Assigned task - Whenever the string "yellow" turns up in a line of the data below, copy that line.

Available data -

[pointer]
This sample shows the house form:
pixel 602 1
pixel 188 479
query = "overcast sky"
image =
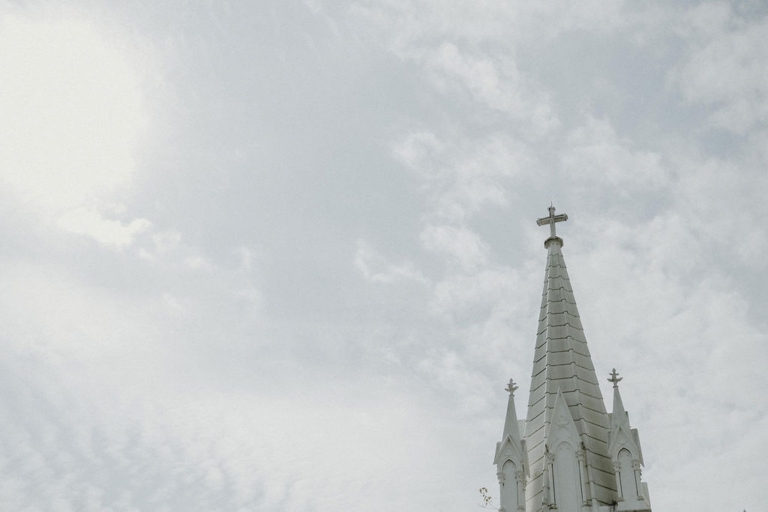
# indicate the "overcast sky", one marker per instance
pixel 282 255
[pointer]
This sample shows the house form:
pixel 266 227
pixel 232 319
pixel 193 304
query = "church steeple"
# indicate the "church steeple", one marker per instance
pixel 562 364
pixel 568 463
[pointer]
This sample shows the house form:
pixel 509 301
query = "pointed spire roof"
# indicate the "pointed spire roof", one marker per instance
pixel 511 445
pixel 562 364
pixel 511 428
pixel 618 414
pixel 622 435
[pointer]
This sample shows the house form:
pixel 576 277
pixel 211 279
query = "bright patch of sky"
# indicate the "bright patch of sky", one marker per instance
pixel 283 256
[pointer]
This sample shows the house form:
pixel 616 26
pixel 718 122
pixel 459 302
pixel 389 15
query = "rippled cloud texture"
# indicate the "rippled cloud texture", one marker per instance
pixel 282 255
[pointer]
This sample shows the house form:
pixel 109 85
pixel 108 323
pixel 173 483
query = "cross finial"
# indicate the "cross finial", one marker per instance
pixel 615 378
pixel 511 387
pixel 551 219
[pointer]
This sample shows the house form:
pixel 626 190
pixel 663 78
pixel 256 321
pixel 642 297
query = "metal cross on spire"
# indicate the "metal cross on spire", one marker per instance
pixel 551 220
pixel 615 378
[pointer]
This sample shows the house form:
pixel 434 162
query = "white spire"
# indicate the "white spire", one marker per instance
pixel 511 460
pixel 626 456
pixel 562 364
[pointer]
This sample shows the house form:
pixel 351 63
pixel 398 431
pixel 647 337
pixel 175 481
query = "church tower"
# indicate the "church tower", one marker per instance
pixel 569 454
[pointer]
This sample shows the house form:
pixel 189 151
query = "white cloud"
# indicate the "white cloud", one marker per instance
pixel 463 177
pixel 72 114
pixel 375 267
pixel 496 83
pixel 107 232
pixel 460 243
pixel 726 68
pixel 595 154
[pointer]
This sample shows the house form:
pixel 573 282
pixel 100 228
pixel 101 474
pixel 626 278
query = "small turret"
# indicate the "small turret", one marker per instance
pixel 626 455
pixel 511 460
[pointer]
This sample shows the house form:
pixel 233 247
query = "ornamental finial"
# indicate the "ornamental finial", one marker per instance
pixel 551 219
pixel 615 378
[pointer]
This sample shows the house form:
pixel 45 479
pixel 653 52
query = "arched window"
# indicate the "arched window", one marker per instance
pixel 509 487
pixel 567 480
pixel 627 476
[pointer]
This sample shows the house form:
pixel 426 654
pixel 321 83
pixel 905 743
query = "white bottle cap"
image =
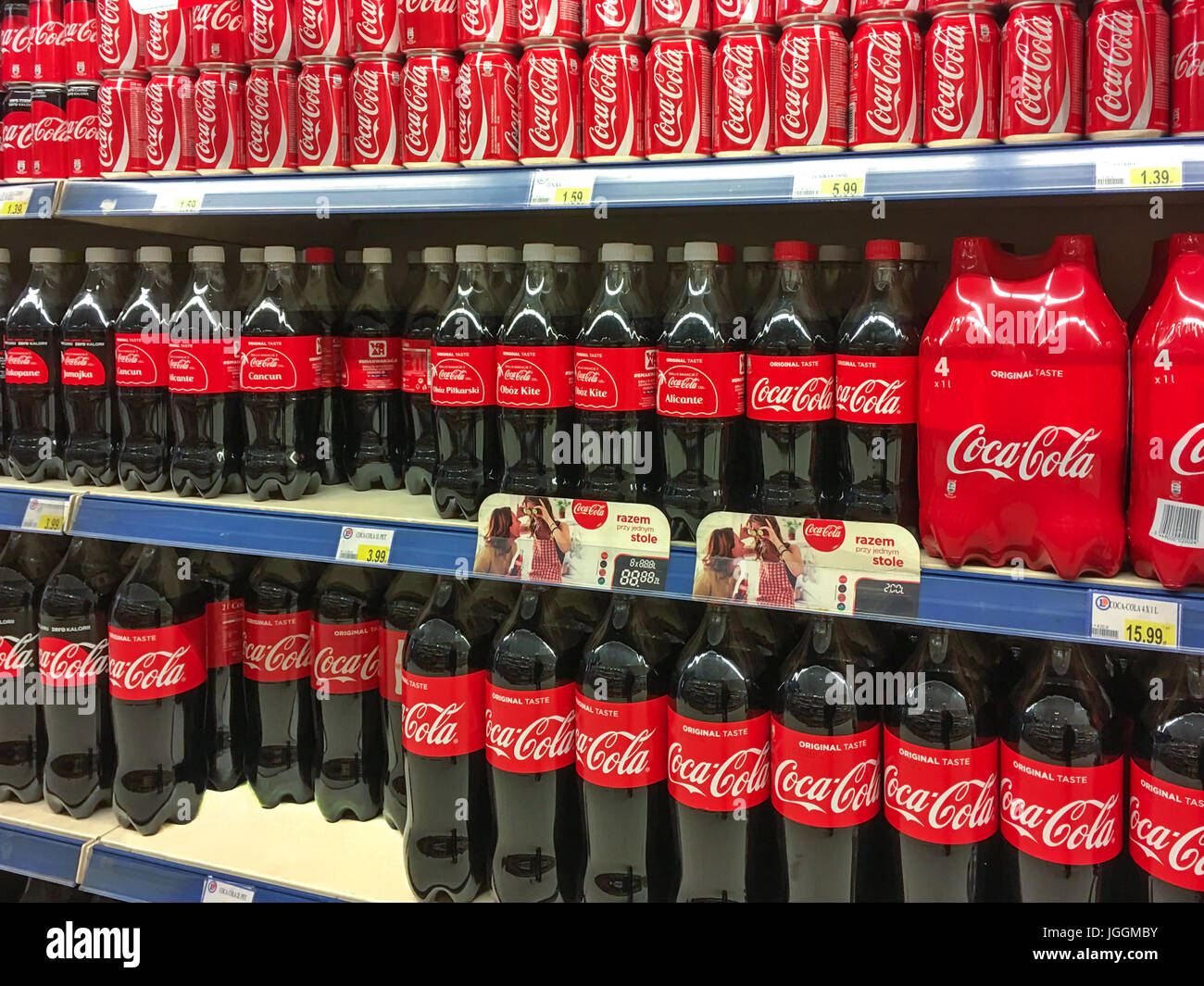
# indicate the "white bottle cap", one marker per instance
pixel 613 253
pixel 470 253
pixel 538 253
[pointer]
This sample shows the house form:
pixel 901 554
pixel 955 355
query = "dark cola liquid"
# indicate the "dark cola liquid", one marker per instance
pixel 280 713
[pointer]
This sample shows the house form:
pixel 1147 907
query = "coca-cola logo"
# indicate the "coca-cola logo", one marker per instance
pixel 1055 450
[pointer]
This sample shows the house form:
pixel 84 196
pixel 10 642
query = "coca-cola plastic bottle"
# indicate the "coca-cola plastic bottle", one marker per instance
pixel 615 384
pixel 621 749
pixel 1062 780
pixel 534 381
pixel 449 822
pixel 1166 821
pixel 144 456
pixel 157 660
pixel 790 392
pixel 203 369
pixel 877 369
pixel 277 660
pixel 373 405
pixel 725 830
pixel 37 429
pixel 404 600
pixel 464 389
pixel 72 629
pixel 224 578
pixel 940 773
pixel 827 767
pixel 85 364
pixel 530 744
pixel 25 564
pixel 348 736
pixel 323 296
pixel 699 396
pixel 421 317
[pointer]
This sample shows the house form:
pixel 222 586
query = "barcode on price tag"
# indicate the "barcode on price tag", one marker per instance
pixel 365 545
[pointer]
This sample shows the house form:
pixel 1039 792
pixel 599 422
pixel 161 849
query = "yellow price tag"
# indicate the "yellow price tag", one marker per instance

Response to the exercise -
query = "yellow price tag"
# indicate the "yellow price tag", one marker per instance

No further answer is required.